**ASSIGNED TASK A**: Name the editors listed in the passage below about proofreading and editing slips.

Not a very smooth set of stats, but about what I've come to expect.

Proofreading and editing weren't much better, though.  Editors John Thompson, M. Alexander Jurkat, and Kim Mohan let quite a few things slip by them, and the fact that there seemed to be a whole lot of copying-and-pasting without verifying the accuracy of the source meant a lot of errors were compounded.  (Either that, or there may have been some "global-find-and-replace" maneuvers that screwed up a bunch of stuff all at once.)  For example, just about every time the word "spot" is used to describe the skill name (besides in the stats themselves, that is), it isn't capitalized.  I counted at least 17 such instances, far too many for the mistake to have been a recurring string of individual errors.  "Spellcraft" was also frequently not capitalized, although to nowhere as near of an extent, and every once in a while we'd get only one word of a two-word feat or skill capitalized, as in the case of "spring Attack," "spirited Charge," and "speak Language," or only part of an acronym would be capitalized, as in "Dc."  The Spider domain was used quite a bit in the stats of the drow NPCs, and I don't think it was ever capitalized, despite being listed right next to another capitalized domain name.  (This points heavily to "global find and replace" and limited or no editing after the fact.)  At least one size category stubbornly remained lower-case as well.  A few sentences even began without the first word capitalized.  Perhaps to make up for such instances, every now and then a random word (like "ledge") would be capitalized in the middle of a sentence for no reason.

**ASSIGNED TASK B**: Report each line of the rows below that contains the word "clicks", copying the whole line.

**DATA FOR PROCESSING**:
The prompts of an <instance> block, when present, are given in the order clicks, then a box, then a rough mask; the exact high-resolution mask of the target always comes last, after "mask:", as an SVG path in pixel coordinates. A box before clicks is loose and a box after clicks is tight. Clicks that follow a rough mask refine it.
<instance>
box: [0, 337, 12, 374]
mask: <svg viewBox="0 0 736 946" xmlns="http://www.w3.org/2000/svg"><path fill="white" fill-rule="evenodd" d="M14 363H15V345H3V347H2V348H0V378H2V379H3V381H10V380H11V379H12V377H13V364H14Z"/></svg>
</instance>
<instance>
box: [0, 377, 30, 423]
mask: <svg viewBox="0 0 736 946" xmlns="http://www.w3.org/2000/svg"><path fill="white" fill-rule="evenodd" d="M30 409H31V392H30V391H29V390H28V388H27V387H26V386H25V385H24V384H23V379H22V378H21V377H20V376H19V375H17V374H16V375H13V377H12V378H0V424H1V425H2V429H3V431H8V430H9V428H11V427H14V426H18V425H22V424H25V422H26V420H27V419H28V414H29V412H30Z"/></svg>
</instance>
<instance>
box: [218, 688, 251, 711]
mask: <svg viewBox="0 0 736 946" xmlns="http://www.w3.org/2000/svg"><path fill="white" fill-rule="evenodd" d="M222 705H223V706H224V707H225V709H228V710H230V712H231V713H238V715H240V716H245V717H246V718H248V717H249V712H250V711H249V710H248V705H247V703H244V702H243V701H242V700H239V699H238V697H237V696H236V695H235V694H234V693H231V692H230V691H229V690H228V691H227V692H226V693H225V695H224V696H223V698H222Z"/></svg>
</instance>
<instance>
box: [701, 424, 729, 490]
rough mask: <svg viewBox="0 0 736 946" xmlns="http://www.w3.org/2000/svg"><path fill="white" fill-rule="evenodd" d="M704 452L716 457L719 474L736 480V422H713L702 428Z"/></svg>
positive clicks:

**SOLUTION A**: John Thompson, M. Alexander Jurkat, Kim Mohan

**SOLUTION B**:
The prompts of an <instance> block, when present, are given in the order clicks, then a box, then a rough mask; the exact high-resolution mask of the target always comes last, after "mask:", as an SVG path in pixel coordinates. A box before clicks is loose and a box after clicks is tight. Clicks that follow a rough mask refine it.
positive clicks:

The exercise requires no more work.